Supplied text

- - - - - - -

8 Conclusion and Future Work

Security testing of the front-ends of enterprise systems is crucial for their overall security. Such front-ends are the first point of contact with the user. For example, if they are vulnerable to XML Injections (XMLi), then they can be tricked to generate and send malicious XML messages to internal services (e.g., SOAP web services).

And though there exist testing techniques that can possibly lead to the generation of malicious, potentially harmful XML messages, these techniques target each malicious XML message one at a time. Therefore, they are inefficient when testing the security of larger web applications that require testing for many potential XML messages, especially in the presence of strict input validation/sanitization routines and time constraints.

In this paper, we have presented a novel co-evolutionary testing technique, namely COMIX, to address the scalability challenges of the existing single-target approach for XMLi. Moreover, as baselines of comparison, we have investigated and adapted the two most recent multi-target, white-box unit testing techniques, namely MOSA and MIO, to XMLi testing. Last, we have proposed and evaluated an alternative fitness function, which is less expensive than the string edit distance used in the literature to guide the search for matching strings.

We have carried out an experimental evaluation to compare our proposed co-evolutionary algorithm (COMIX) and fitness function with existing approaches. Our subjects for evaluation include: (i) six different variants of a front-end web application for a real-world bank card processing system, (ii) one open-source web application vulnerable to XMLi, and (iii) one large real-world industrial application.

- - - - - - -

Supplied records
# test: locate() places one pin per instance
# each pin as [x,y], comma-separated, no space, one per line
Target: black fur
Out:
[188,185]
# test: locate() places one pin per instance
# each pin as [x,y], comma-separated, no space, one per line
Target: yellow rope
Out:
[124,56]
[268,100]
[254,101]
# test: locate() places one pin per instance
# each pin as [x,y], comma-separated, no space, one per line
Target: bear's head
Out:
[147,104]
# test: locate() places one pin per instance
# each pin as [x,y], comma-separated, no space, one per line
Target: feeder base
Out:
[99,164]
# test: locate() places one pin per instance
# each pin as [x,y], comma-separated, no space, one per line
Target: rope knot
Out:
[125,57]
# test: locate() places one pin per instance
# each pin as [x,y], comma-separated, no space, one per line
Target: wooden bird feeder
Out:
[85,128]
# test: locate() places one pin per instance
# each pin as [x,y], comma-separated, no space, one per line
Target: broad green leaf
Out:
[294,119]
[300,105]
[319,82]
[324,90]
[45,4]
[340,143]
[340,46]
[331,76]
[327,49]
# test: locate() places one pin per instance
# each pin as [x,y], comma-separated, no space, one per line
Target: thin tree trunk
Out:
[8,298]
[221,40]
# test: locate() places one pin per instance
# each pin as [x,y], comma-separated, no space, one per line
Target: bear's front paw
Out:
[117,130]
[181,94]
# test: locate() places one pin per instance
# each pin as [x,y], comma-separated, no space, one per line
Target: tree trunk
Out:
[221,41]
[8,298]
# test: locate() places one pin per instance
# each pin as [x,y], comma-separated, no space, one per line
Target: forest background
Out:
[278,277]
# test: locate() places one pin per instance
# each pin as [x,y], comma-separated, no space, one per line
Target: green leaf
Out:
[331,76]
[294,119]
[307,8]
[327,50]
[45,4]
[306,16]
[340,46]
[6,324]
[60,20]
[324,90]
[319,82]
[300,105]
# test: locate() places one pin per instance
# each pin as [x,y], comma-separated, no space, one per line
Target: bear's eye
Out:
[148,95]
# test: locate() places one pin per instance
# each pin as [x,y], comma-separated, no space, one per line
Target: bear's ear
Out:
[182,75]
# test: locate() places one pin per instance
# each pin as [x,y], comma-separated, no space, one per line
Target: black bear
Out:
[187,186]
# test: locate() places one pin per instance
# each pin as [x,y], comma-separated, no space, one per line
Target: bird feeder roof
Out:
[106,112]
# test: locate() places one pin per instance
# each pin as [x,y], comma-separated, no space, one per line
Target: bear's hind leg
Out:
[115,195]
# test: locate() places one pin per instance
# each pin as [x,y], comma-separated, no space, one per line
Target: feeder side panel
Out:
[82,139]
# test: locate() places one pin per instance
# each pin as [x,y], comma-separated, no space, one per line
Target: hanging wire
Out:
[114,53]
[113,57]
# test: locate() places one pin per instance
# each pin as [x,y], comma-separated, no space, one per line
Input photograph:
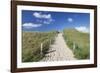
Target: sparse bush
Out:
[82,48]
[31,45]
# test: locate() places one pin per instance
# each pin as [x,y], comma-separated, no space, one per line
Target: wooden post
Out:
[41,49]
[73,46]
[50,41]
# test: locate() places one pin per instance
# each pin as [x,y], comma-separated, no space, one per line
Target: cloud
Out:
[70,20]
[31,25]
[40,15]
[82,29]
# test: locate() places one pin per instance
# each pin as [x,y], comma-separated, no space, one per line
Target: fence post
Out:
[73,46]
[41,49]
[50,41]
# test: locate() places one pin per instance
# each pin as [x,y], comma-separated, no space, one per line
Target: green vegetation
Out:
[31,45]
[81,41]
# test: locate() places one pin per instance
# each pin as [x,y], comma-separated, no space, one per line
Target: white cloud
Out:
[46,22]
[39,15]
[31,25]
[70,20]
[82,29]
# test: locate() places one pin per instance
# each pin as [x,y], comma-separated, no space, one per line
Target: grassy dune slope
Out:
[81,41]
[31,45]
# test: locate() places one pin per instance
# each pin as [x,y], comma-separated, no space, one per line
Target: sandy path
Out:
[59,51]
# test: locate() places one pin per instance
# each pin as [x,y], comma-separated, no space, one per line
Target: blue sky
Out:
[48,21]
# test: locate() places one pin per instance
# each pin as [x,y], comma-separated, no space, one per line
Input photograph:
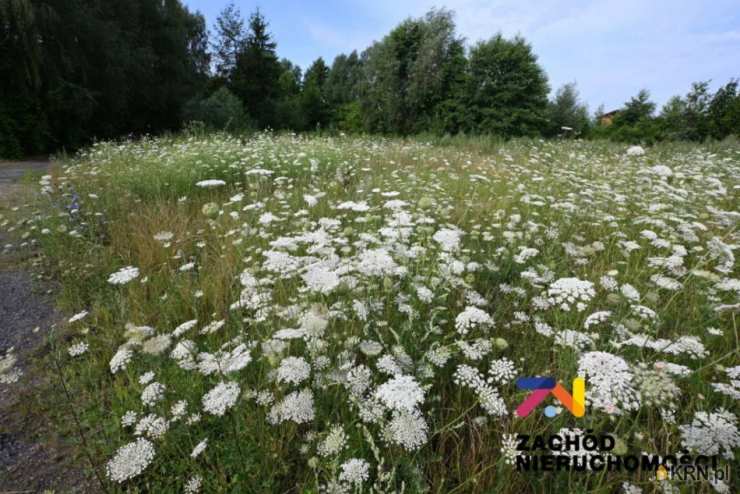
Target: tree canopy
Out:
[76,71]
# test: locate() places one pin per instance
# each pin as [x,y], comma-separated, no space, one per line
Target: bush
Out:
[222,110]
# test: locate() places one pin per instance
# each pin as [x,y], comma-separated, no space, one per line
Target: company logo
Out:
[543,386]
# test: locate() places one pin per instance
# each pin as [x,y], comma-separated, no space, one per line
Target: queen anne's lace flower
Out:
[121,359]
[408,429]
[221,398]
[566,292]
[610,382]
[296,407]
[472,317]
[123,275]
[400,393]
[130,460]
[354,471]
[293,370]
[152,393]
[711,433]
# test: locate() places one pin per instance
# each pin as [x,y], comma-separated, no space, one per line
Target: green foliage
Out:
[229,42]
[73,72]
[698,116]
[410,73]
[349,117]
[507,90]
[314,101]
[257,73]
[220,111]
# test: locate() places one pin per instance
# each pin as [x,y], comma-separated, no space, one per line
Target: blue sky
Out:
[612,49]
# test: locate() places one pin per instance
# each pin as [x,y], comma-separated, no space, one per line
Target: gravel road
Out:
[29,462]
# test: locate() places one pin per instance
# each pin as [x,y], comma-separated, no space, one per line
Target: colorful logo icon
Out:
[543,386]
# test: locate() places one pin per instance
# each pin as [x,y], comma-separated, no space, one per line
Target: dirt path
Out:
[28,461]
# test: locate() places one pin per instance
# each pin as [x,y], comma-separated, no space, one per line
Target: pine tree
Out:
[507,89]
[315,104]
[257,73]
[230,39]
[566,114]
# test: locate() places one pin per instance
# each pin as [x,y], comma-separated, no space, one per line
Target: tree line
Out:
[79,70]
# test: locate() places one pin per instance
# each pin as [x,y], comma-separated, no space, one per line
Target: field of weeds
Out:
[345,315]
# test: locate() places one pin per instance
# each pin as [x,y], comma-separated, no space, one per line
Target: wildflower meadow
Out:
[312,314]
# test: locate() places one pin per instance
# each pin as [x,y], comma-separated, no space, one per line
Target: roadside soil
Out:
[32,458]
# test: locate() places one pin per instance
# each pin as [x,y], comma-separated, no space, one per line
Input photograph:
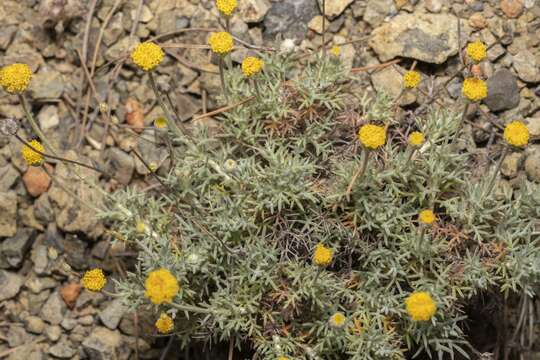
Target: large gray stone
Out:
[503,91]
[289,18]
[430,38]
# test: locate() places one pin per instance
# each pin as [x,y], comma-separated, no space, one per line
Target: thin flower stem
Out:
[496,172]
[222,78]
[34,125]
[358,173]
[191,308]
[461,121]
[170,119]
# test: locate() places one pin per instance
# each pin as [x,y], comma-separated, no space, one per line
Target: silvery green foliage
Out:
[244,209]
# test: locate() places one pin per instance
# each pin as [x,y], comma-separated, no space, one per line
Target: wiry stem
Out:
[170,118]
[496,172]
[34,125]
[222,78]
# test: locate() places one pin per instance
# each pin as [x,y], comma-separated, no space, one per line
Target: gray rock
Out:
[253,11]
[54,309]
[525,65]
[377,10]
[53,332]
[10,283]
[40,259]
[8,177]
[120,164]
[334,8]
[8,214]
[13,250]
[503,91]
[102,343]
[289,18]
[48,117]
[112,314]
[34,325]
[47,84]
[63,350]
[430,38]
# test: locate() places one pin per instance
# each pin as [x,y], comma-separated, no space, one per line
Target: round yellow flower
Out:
[516,134]
[164,324]
[252,66]
[161,286]
[416,139]
[322,255]
[221,42]
[337,320]
[477,51]
[427,217]
[411,79]
[94,280]
[15,78]
[372,136]
[147,56]
[420,306]
[161,123]
[30,156]
[474,89]
[335,50]
[226,7]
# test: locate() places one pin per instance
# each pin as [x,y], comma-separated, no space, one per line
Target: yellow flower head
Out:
[337,320]
[140,228]
[221,42]
[474,89]
[30,156]
[416,139]
[161,123]
[147,56]
[164,324]
[411,79]
[322,255]
[94,280]
[516,134]
[226,7]
[477,51]
[372,136]
[420,306]
[252,66]
[15,78]
[161,286]
[335,50]
[427,217]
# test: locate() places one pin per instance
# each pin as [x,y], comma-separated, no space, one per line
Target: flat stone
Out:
[503,91]
[10,283]
[54,309]
[289,18]
[14,249]
[253,11]
[8,214]
[430,38]
[112,314]
[334,8]
[102,343]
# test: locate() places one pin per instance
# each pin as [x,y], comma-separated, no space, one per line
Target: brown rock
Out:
[512,8]
[70,293]
[135,115]
[36,180]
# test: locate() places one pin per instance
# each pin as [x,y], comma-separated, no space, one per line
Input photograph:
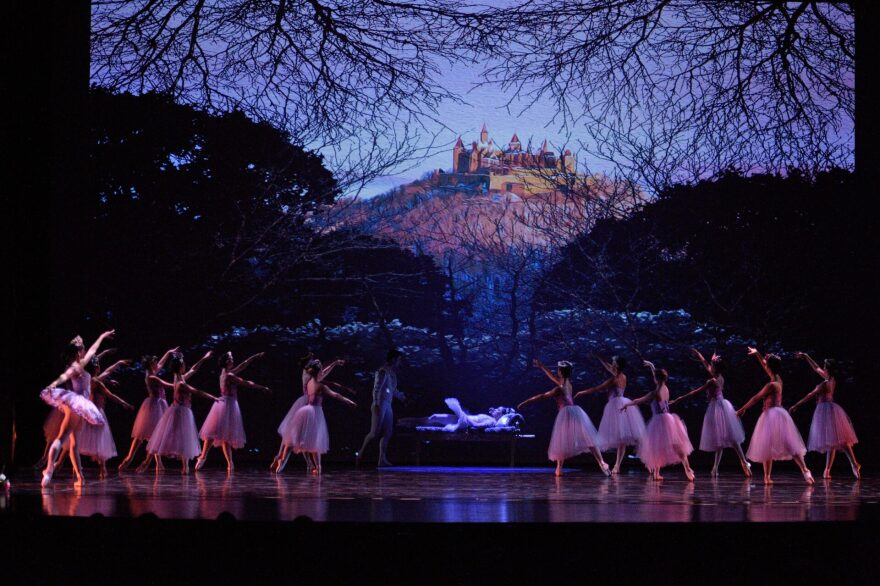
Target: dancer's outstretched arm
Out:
[758,396]
[246,362]
[548,395]
[819,388]
[818,369]
[195,367]
[556,380]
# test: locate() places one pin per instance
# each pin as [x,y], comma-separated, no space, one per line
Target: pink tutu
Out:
[831,428]
[620,428]
[775,437]
[308,431]
[721,427]
[176,434]
[288,419]
[58,397]
[573,434]
[665,441]
[224,424]
[97,441]
[149,414]
[52,424]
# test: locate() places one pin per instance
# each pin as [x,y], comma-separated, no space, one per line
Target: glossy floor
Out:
[441,494]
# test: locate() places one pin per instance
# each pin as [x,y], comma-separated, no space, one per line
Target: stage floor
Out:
[447,494]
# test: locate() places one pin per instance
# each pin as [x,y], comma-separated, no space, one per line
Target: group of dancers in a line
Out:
[664,441]
[78,424]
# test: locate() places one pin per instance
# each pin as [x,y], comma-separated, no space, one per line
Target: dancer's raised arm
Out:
[195,367]
[556,380]
[818,369]
[246,362]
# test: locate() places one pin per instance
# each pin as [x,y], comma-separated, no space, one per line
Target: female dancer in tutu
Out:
[831,429]
[618,428]
[176,434]
[721,427]
[224,425]
[308,433]
[97,441]
[75,404]
[775,436]
[151,410]
[304,362]
[573,432]
[666,440]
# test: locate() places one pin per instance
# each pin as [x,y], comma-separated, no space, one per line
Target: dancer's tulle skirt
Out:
[831,428]
[288,419]
[573,434]
[620,428]
[665,441]
[308,431]
[150,412]
[224,423]
[97,441]
[775,437]
[176,434]
[58,397]
[721,427]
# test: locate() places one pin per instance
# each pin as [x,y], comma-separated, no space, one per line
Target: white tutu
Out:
[308,431]
[224,423]
[149,414]
[665,441]
[620,429]
[58,397]
[775,437]
[52,424]
[97,441]
[721,427]
[831,428]
[176,434]
[573,434]
[288,419]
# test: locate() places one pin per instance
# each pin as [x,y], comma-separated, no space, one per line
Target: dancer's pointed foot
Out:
[808,476]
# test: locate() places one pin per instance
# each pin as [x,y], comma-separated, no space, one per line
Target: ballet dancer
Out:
[665,441]
[617,428]
[721,427]
[382,416]
[573,432]
[151,410]
[97,440]
[284,427]
[831,428]
[75,403]
[775,436]
[308,433]
[224,425]
[176,434]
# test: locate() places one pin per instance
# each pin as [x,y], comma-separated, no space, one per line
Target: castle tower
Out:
[456,153]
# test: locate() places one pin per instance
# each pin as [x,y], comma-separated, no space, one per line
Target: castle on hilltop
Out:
[507,169]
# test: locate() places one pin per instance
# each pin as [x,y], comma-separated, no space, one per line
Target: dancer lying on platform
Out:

- - - - - - -

Tasks
• a. In the conclusion on XML injection testing, which two multi-target, white-box unit testing techniques were adapted to serve as baselines for comparison?
• b. Continue the conclusion on XML injection testing from its final sentence.

Responses by item number
• a. MOSA and MIO.

• b.
Consistent with our expectations, our case study results provide empirical evidence that COMIX, when combined with our proposed fitness function, is significantly more effective and efficient in finding XMLi vulnerabilities, when compared to other combinations of search algorithms and fitness functions, including both multi-target and single-target techniques. Though more studies are of course required to confirm our results, COMIX is not based on any assumption that is particularly advantageous for our case studies.

COMIX is not limited to XML Injections. It is a generalizable approach and can be adapted to test web applications for other types of attacks. To do so, one only needs to modify the Test Objectives (TOs) according to the corresponding types of attacks. In our context, TOs are malicious XML messages which are essentially strings for the proposed search technique (COMIX). For other types of attacks, only such messages (strings) need to be modified and no changes to the implementation of the search technique are required.

In addition to XML, many systems now use the JSON format for data exchange. There are two options to apply COMIX to such systems: (1) modify the existing TOs by inserting malicious content in JSON messages, (2) if the system also supports XML, convert the JSON inputs to XML and use the same set of TOs. The latter option can easily be integrated into COMIX as there exist many tools/plugins for converting JSON to XML and vice versa. In either case, once again, the implementation of the search technique will not require any modifications.

Our future work will extend the current approach to cover more vulnerabilities and data exchange formats.